Return the part of the passage on DNA and glutamic acid word for word, starting at "An initial lag" and ending at "presence of DNA.".

QUOTED PASSAGE
---

DNA vs glutamic acid
The second part of the experiment shows that bacteria can assimilate nitrogen using DNA as a source on a level comparable to that when the amino acid glutamic acid was present. Amino acids are to nitrogen as glucose is for carbon. Among them, glutamic acid is central to the metabolic pathways of all three major macronutrients, namely, glucose, protein, and nucleic acids.
When both were present, growth was optimized, but when glutamic acid alone was added, the growth rate fell below that of DNA alone. Glutamic acid is thus synergistic for E. coli growth in the presence of DNA, whereas ammonium chloride reduces growth rate when DNA is present as a nitrogen source.
An initial lag is observable, during which gene expression takes place to allow the use of DNA and/or glutamic acid for nitrogen assimilation. The growth rate speeds up between 2.5 and 3 hours, when digestive proteins are ready for DNA digestion and assimilation.
Moreover, the uptake of DNA into the bacterial cell and nucleus was rapid and efficient, without any sign that the molecule had to be broken down first. This may be brought about by either of two pathways. The E. coli nuclease may break down DNA to smaller nucleosides, nucleotides and oligonucleotides in the space around the cells, allowing them to be taken up by the cell.
Alternatively, the bacterium may ingest long DNA strands and then digest them. This accounts for the fast growth of E. coli in the presence of DNA.

---

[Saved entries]
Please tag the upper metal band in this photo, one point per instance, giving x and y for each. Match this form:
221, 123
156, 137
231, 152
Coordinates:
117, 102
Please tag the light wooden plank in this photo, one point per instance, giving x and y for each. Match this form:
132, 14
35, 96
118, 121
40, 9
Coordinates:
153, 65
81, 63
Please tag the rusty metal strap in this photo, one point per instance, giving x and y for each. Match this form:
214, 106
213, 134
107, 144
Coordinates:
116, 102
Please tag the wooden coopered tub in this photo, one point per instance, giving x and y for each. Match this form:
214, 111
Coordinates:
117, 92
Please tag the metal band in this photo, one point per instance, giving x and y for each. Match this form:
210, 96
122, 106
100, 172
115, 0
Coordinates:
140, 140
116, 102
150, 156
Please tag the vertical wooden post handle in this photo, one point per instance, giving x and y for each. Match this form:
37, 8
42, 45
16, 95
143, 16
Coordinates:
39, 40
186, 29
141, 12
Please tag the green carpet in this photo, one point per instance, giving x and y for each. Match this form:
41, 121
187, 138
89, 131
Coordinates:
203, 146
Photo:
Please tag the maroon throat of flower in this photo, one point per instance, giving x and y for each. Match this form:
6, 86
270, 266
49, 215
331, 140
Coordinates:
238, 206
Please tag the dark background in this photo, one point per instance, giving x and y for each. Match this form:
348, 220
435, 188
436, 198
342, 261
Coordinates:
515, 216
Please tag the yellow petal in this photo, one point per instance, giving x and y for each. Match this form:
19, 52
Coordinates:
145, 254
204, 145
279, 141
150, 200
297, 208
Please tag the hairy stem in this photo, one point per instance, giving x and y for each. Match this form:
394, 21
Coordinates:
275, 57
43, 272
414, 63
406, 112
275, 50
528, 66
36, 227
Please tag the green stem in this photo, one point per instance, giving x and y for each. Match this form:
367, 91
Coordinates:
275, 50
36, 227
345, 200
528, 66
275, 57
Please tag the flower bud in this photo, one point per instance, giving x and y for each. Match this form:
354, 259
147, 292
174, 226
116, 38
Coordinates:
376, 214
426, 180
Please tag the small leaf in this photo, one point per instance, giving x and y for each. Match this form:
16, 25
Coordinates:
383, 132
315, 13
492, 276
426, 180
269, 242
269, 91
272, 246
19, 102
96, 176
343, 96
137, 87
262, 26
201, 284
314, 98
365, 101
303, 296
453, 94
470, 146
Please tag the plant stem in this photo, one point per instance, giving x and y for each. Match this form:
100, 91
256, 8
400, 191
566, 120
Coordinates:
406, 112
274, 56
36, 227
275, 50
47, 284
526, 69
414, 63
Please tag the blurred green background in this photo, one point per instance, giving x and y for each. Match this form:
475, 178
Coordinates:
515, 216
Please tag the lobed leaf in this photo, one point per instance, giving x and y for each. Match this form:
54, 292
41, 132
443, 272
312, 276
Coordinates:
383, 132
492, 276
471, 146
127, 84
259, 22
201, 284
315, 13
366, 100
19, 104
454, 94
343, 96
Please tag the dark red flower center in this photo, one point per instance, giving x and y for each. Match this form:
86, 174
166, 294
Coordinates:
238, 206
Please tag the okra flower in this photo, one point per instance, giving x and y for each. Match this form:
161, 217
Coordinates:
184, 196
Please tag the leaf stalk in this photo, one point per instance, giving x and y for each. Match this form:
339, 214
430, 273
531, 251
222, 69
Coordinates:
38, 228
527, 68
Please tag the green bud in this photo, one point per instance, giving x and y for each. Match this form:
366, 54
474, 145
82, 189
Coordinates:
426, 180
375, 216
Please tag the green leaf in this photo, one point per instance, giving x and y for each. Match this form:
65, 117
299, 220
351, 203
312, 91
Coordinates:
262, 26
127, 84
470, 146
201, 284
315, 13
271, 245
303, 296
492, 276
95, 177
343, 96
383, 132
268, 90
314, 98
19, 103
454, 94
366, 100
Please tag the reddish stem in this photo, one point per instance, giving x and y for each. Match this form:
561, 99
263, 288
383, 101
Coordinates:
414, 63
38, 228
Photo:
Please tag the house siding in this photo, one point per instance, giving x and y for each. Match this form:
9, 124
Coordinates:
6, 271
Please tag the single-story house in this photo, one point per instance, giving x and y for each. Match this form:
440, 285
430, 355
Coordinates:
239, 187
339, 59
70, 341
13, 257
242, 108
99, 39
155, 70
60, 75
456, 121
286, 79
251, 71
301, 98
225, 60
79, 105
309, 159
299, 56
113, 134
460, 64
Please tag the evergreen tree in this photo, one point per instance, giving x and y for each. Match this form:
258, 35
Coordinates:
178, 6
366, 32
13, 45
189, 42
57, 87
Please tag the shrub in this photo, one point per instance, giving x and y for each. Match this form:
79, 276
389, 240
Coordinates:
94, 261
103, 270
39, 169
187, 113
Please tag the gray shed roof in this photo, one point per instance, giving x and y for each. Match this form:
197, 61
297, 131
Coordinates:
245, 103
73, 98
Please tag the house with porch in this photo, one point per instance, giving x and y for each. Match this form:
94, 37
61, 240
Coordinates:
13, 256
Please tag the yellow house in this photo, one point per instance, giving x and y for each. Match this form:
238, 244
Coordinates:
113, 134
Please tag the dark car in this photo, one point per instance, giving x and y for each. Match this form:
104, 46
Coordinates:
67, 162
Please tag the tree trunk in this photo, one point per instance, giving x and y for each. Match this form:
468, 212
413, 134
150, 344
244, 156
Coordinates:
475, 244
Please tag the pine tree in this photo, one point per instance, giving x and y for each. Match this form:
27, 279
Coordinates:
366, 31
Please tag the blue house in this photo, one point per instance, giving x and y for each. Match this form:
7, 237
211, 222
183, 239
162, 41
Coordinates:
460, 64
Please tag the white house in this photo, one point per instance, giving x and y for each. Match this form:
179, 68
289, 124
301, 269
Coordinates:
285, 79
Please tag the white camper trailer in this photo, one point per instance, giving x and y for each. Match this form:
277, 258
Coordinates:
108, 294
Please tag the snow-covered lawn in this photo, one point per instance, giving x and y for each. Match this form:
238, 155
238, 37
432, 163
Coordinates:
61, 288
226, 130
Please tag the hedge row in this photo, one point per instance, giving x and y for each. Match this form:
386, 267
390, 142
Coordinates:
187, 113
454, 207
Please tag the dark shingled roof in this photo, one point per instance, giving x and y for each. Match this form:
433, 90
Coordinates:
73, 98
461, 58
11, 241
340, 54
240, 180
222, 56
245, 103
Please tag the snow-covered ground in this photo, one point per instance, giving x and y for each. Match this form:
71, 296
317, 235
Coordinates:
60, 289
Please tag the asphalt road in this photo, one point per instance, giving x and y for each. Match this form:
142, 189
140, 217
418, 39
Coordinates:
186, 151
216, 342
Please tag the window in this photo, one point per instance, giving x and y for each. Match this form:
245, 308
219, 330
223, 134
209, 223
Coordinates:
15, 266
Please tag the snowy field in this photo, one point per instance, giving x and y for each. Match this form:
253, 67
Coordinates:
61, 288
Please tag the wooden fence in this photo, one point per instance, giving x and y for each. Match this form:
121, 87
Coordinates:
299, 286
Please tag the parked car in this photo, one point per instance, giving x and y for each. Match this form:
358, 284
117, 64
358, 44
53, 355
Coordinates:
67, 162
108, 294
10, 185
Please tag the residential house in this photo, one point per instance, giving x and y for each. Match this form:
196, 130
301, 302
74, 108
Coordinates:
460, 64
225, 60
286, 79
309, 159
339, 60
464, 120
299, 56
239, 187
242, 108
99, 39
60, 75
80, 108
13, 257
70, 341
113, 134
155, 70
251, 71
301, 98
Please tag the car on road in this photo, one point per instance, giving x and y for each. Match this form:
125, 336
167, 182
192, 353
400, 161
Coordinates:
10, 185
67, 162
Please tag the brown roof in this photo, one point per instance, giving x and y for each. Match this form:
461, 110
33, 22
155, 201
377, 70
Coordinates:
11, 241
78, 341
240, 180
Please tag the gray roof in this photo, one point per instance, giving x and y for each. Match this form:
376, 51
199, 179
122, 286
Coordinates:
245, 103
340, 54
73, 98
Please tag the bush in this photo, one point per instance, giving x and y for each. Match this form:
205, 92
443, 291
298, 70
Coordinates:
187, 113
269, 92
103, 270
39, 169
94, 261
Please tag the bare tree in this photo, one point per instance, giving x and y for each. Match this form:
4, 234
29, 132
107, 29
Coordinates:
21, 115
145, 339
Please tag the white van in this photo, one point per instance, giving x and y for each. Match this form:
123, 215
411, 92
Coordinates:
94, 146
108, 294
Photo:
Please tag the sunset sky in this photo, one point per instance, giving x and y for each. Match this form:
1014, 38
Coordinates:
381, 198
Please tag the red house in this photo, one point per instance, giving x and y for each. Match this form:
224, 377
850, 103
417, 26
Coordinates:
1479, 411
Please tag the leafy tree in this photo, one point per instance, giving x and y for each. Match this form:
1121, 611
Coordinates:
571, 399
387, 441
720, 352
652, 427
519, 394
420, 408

---

THE ANSWER
An initial lag is observable, during which gene expression takes place to allow the use of DNA and/or glutamic acid for nitrogen assimilation. The growth rate speeds up between 2.5 and 3 hours, when digestive proteins are ready for DNA digestion and assimilation.
Moreover, the uptake of DNA into the bacterial cell and nucleus was rapid and efficient, without any sign that the molecule had to be broken down first. This may be brought about by either of two pathways. The E. coli nuclease may break down DNA to smaller nucleosides, nucleotides and oligonucleotides in the space around the cells, allowing them to be taken up by the cell.
Alternatively, the bacterium may ingest long DNA strands and then digest them. This accounts for the fast growth of E. coli in the presence of DNA.